— EXTRACTED MATERIAL —
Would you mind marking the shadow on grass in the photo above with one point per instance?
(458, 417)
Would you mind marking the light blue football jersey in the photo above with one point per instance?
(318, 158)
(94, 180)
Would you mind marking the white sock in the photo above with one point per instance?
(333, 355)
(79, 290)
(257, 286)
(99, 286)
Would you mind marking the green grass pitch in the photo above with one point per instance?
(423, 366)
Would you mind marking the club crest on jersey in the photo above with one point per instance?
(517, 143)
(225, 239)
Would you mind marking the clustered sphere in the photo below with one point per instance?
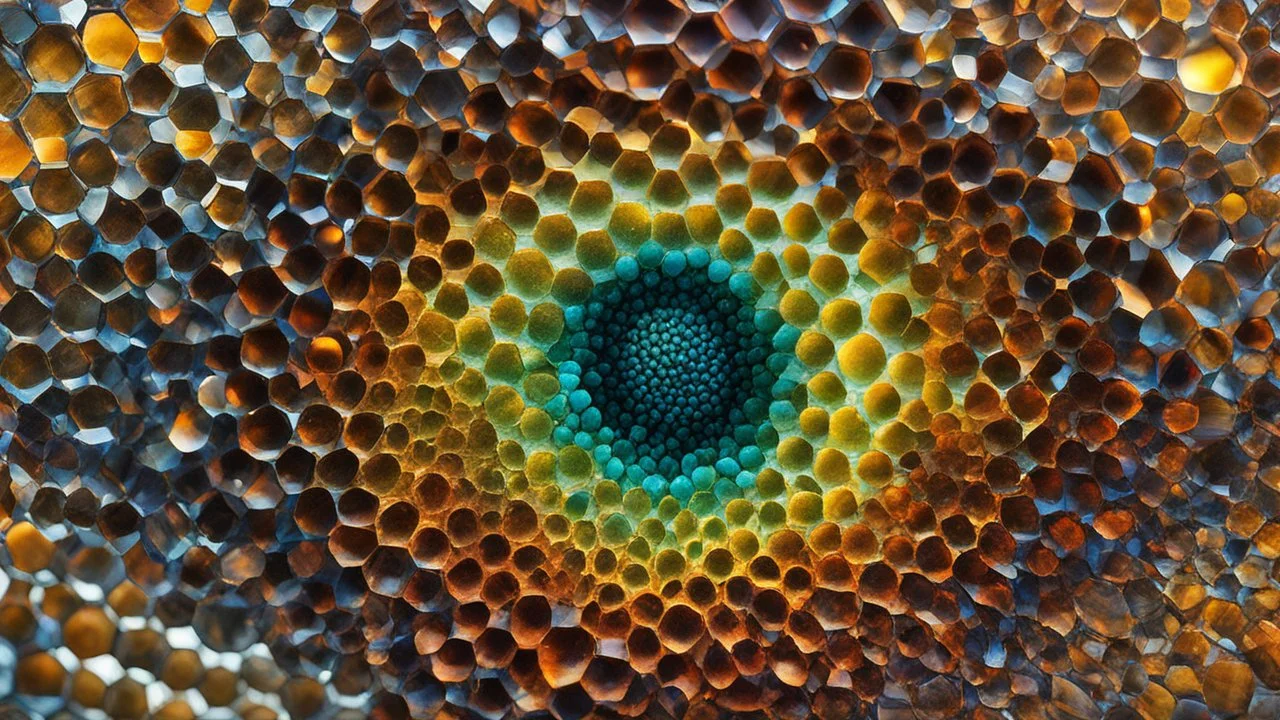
(772, 359)
(668, 376)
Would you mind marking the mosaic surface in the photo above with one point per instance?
(484, 359)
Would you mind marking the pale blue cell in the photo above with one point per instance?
(768, 320)
(668, 466)
(782, 414)
(562, 436)
(727, 466)
(688, 463)
(574, 317)
(613, 469)
(557, 406)
(576, 505)
(726, 491)
(627, 268)
(579, 400)
(786, 338)
(681, 488)
(657, 487)
(718, 270)
(673, 263)
(703, 477)
(649, 255)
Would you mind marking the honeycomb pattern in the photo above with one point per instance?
(639, 359)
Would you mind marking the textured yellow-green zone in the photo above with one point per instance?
(639, 359)
(859, 391)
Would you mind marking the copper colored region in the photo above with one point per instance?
(283, 285)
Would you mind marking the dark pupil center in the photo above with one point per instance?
(673, 363)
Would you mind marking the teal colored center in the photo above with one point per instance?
(667, 373)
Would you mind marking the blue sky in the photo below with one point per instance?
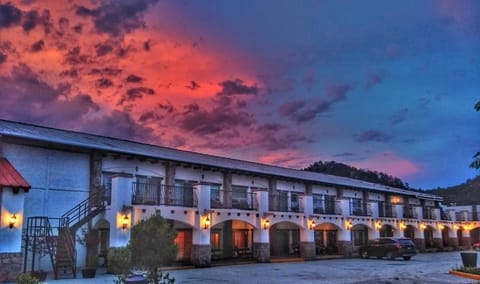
(380, 85)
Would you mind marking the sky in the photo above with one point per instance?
(381, 85)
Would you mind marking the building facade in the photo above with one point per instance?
(221, 208)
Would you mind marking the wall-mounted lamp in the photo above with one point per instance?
(206, 223)
(13, 221)
(348, 224)
(266, 224)
(125, 222)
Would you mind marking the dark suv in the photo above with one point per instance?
(389, 247)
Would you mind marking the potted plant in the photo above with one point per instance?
(88, 238)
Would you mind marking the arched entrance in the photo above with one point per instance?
(326, 236)
(231, 239)
(359, 235)
(409, 232)
(285, 240)
(386, 231)
(428, 236)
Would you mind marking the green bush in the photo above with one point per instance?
(26, 278)
(119, 260)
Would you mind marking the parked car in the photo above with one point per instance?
(476, 246)
(390, 248)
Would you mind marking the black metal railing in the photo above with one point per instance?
(284, 201)
(386, 211)
(233, 199)
(359, 209)
(409, 212)
(429, 213)
(160, 194)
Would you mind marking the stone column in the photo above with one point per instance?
(307, 234)
(121, 199)
(261, 242)
(201, 250)
(344, 242)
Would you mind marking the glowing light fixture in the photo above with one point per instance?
(125, 222)
(13, 221)
(266, 224)
(206, 223)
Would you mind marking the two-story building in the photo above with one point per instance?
(61, 183)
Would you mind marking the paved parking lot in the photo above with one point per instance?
(429, 268)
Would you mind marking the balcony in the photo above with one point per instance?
(429, 213)
(233, 199)
(284, 201)
(160, 194)
(359, 209)
(409, 213)
(386, 211)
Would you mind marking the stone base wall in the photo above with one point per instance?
(201, 256)
(420, 244)
(438, 242)
(10, 266)
(345, 248)
(307, 250)
(466, 243)
(453, 242)
(262, 252)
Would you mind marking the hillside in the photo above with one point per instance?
(339, 169)
(464, 194)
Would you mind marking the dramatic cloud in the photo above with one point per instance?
(236, 87)
(372, 136)
(117, 17)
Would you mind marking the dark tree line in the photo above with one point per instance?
(339, 169)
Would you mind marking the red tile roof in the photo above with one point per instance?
(10, 177)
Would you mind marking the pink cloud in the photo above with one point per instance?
(390, 163)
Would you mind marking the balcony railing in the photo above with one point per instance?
(233, 199)
(429, 213)
(160, 194)
(410, 213)
(329, 209)
(387, 211)
(358, 209)
(284, 201)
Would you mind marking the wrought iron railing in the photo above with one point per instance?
(284, 201)
(160, 194)
(233, 199)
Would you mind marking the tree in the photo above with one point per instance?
(152, 245)
(476, 158)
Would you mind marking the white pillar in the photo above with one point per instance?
(12, 203)
(121, 199)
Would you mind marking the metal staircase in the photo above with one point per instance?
(59, 241)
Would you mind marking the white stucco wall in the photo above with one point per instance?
(59, 179)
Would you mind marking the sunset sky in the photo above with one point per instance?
(380, 85)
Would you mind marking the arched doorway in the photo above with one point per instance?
(359, 235)
(386, 231)
(409, 232)
(231, 239)
(428, 236)
(326, 236)
(285, 240)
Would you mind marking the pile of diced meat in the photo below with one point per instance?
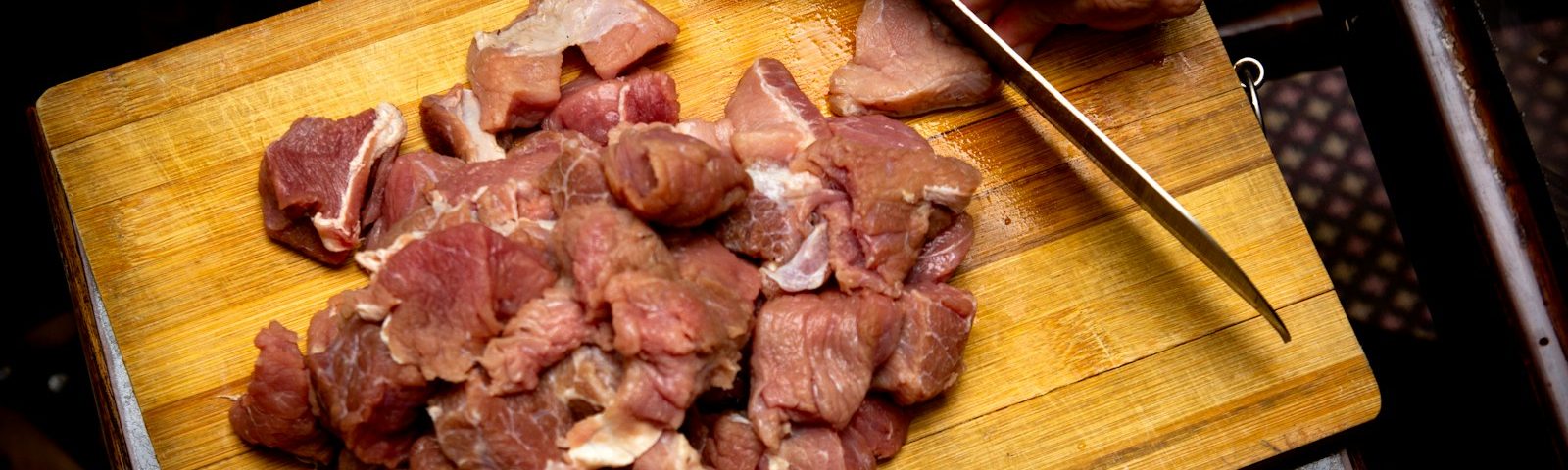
(574, 278)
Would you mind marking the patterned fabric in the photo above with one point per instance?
(1316, 135)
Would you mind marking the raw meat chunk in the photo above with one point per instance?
(483, 431)
(670, 177)
(370, 401)
(318, 174)
(773, 119)
(452, 125)
(930, 352)
(516, 70)
(812, 357)
(595, 107)
(906, 63)
(276, 407)
(455, 290)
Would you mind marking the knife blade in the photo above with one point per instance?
(1104, 153)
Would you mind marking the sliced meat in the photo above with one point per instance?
(516, 70)
(812, 357)
(370, 401)
(906, 63)
(772, 118)
(478, 430)
(455, 290)
(595, 107)
(278, 409)
(670, 177)
(318, 174)
(875, 433)
(400, 190)
(945, 253)
(930, 352)
(427, 456)
(543, 333)
(452, 125)
(671, 451)
(596, 242)
(729, 444)
(893, 193)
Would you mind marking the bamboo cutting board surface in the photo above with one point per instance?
(1100, 341)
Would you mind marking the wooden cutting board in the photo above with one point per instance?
(1100, 341)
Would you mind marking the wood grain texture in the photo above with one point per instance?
(1100, 341)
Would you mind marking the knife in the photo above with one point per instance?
(1110, 159)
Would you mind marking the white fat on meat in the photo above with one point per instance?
(384, 135)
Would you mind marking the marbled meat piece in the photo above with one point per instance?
(772, 118)
(478, 430)
(930, 352)
(427, 454)
(906, 63)
(812, 357)
(671, 451)
(516, 70)
(452, 125)
(370, 401)
(596, 242)
(455, 290)
(541, 334)
(316, 176)
(278, 409)
(595, 107)
(670, 177)
(945, 253)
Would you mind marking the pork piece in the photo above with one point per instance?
(670, 177)
(278, 409)
(812, 357)
(316, 176)
(370, 401)
(728, 443)
(576, 177)
(478, 430)
(595, 107)
(400, 190)
(893, 196)
(427, 454)
(671, 451)
(906, 63)
(516, 70)
(596, 242)
(875, 433)
(930, 352)
(452, 125)
(543, 333)
(772, 118)
(943, 255)
(455, 290)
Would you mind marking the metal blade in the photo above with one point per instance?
(1115, 164)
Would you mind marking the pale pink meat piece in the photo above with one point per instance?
(478, 430)
(671, 179)
(318, 174)
(278, 409)
(906, 63)
(772, 118)
(368, 400)
(516, 70)
(930, 352)
(595, 107)
(812, 357)
(596, 242)
(543, 333)
(455, 290)
(452, 125)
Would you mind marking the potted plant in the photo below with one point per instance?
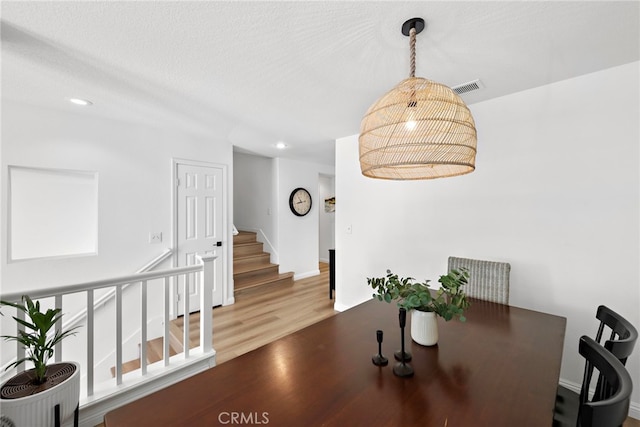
(30, 397)
(424, 303)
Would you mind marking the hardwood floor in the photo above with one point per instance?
(262, 315)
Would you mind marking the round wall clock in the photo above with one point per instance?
(300, 202)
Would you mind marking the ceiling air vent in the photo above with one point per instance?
(468, 87)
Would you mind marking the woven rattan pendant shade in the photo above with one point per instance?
(419, 130)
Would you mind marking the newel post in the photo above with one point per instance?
(206, 302)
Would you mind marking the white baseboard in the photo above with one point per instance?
(311, 273)
(634, 407)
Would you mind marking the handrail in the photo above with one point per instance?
(204, 268)
(103, 283)
(75, 319)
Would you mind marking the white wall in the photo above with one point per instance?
(327, 220)
(134, 167)
(298, 236)
(253, 199)
(555, 193)
(135, 194)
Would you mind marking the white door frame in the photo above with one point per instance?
(227, 242)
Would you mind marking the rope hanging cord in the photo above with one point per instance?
(412, 48)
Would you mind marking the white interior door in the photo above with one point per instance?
(199, 228)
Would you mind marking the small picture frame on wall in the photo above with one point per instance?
(330, 204)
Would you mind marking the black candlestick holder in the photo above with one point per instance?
(402, 369)
(379, 359)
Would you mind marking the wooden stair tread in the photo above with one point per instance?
(252, 271)
(260, 281)
(254, 266)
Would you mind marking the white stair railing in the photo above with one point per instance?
(82, 314)
(204, 267)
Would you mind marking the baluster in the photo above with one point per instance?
(185, 334)
(58, 347)
(143, 327)
(167, 301)
(206, 301)
(118, 334)
(19, 347)
(90, 342)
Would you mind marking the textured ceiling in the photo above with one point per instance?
(254, 73)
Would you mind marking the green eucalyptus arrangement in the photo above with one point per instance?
(448, 302)
(39, 348)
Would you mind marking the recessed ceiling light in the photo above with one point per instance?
(79, 101)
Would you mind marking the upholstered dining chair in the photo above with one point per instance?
(488, 280)
(609, 406)
(621, 342)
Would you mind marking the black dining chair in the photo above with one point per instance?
(621, 342)
(609, 407)
(623, 334)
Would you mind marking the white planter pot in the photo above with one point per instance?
(39, 409)
(424, 327)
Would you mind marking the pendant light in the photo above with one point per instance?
(419, 130)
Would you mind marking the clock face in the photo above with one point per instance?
(300, 202)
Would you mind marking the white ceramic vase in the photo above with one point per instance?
(38, 409)
(424, 327)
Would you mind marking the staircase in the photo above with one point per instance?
(252, 267)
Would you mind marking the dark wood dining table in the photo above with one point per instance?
(499, 368)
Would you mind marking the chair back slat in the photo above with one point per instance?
(623, 334)
(611, 407)
(488, 280)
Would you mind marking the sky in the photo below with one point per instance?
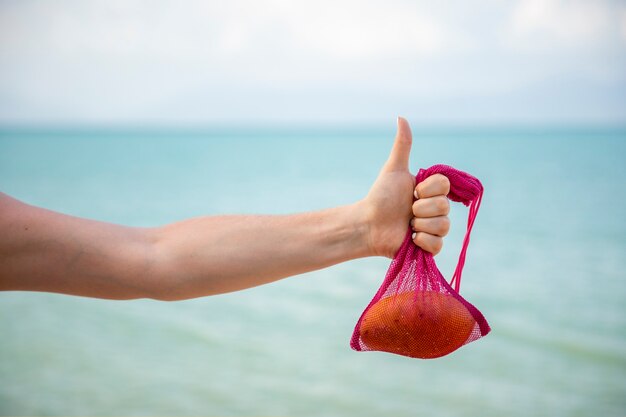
(135, 62)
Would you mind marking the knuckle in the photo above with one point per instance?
(444, 225)
(416, 208)
(443, 205)
(437, 246)
(419, 238)
(444, 183)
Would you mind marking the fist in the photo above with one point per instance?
(430, 222)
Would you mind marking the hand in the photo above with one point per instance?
(389, 206)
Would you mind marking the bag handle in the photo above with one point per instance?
(466, 189)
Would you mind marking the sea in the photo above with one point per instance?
(546, 266)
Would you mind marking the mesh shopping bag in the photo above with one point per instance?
(415, 312)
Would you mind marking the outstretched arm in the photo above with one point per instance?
(41, 250)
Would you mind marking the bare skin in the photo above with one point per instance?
(41, 250)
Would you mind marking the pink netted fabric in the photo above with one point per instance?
(415, 312)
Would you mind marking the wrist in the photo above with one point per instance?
(359, 223)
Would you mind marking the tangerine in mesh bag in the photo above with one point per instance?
(415, 312)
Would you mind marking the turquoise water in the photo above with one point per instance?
(546, 266)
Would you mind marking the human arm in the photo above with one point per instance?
(41, 250)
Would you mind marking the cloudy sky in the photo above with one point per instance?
(327, 61)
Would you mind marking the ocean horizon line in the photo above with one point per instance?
(306, 128)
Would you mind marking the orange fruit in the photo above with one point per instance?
(419, 324)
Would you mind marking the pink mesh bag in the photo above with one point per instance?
(415, 312)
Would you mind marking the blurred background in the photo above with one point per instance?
(144, 113)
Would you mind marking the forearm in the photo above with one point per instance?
(211, 255)
(41, 250)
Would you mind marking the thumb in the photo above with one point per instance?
(399, 157)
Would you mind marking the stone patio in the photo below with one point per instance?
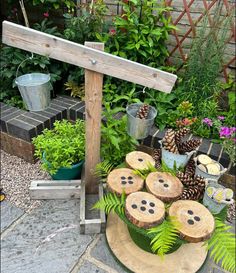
(47, 240)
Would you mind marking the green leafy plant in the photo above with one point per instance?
(222, 246)
(102, 170)
(63, 146)
(140, 33)
(166, 236)
(110, 202)
(116, 143)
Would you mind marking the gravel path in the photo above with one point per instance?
(16, 176)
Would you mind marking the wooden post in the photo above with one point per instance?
(93, 110)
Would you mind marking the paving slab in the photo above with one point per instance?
(88, 267)
(102, 253)
(9, 214)
(46, 241)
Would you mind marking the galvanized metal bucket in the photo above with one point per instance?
(136, 127)
(172, 159)
(35, 90)
(207, 175)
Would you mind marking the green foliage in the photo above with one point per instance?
(102, 170)
(116, 143)
(206, 55)
(222, 246)
(166, 236)
(110, 202)
(140, 33)
(62, 146)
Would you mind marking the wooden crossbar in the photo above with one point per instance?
(83, 56)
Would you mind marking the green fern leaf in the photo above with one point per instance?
(103, 169)
(222, 246)
(166, 235)
(110, 202)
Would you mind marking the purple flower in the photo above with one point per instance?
(221, 117)
(207, 121)
(225, 132)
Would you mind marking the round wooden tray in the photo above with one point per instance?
(187, 259)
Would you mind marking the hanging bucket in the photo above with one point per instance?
(172, 159)
(136, 127)
(35, 90)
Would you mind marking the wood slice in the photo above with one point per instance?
(196, 222)
(164, 186)
(144, 209)
(139, 160)
(124, 179)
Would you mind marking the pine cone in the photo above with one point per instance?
(143, 112)
(192, 193)
(190, 168)
(186, 179)
(189, 145)
(157, 158)
(180, 134)
(200, 182)
(168, 142)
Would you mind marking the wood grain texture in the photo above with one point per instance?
(140, 261)
(79, 55)
(144, 209)
(139, 160)
(196, 222)
(164, 186)
(123, 179)
(93, 112)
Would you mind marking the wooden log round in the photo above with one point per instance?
(124, 179)
(139, 160)
(164, 186)
(196, 222)
(139, 261)
(144, 209)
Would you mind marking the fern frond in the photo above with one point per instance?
(110, 202)
(145, 172)
(222, 246)
(166, 236)
(102, 170)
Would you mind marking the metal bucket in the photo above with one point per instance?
(172, 159)
(136, 127)
(35, 90)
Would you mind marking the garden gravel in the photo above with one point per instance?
(16, 176)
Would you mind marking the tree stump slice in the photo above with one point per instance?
(140, 261)
(124, 180)
(144, 209)
(164, 186)
(139, 160)
(196, 222)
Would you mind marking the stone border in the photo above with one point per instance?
(22, 126)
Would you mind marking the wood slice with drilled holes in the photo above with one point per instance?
(124, 179)
(144, 209)
(196, 222)
(164, 186)
(139, 160)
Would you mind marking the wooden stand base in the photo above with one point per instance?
(187, 259)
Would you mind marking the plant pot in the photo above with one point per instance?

— WHAT THIS TASK INVOLVES —
Reproduce precisely the span of lines that begins at the line containing "Would you mind marking the metal bucket" and ends with the last line of the listing.

— WRITTEN ANSWER —
Would you mind marking the metal bucket in the photo above with one point per instance?
(172, 159)
(136, 127)
(35, 90)
Would you mind marking the garden gravel in the photo above with one point per instance?
(16, 176)
Would you mind marking the tree stump slice in the photo above with one point per instance?
(140, 261)
(124, 180)
(144, 209)
(164, 186)
(139, 160)
(196, 222)
Would you mind marking the stone border in the photo above with one point per instance?
(22, 126)
Would you mind marking the wood slice with drilled holes in the photo above with one point per instance?
(124, 179)
(144, 209)
(196, 222)
(164, 186)
(139, 160)
Would you mind marking the wooden stand base in the photo above with one point per instance?
(187, 259)
Would you mind marking the plant pot in the photo above with one point per instance?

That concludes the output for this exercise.